Begin RECORD EXTRACTS

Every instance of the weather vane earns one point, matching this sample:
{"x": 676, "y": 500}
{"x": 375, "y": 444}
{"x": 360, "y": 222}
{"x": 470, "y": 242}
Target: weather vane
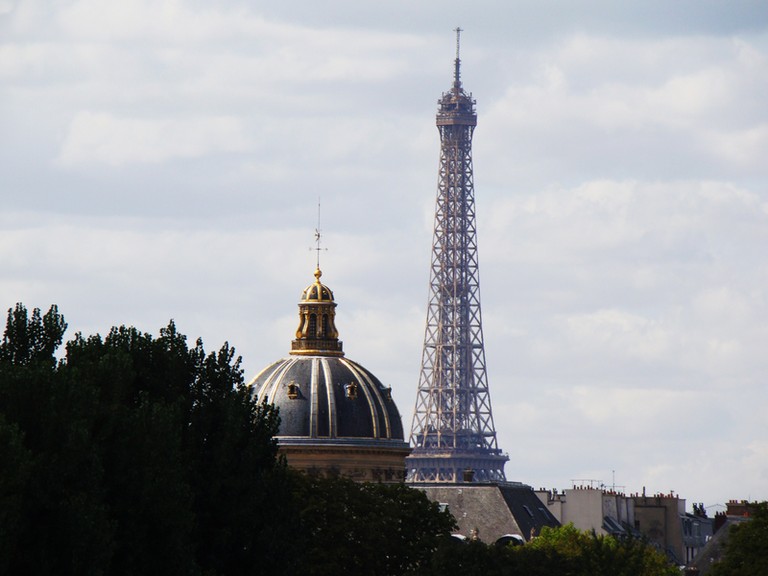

End RECORD EXTRACTS

Rewrite the records above with every "weather vane" changed to "wind vane" and everything else kept the same. Omit the pictures.

Every instance of the wind vane earns one point, matching this sample:
{"x": 676, "y": 500}
{"x": 375, "y": 444}
{"x": 360, "y": 222}
{"x": 470, "y": 242}
Target: wind vane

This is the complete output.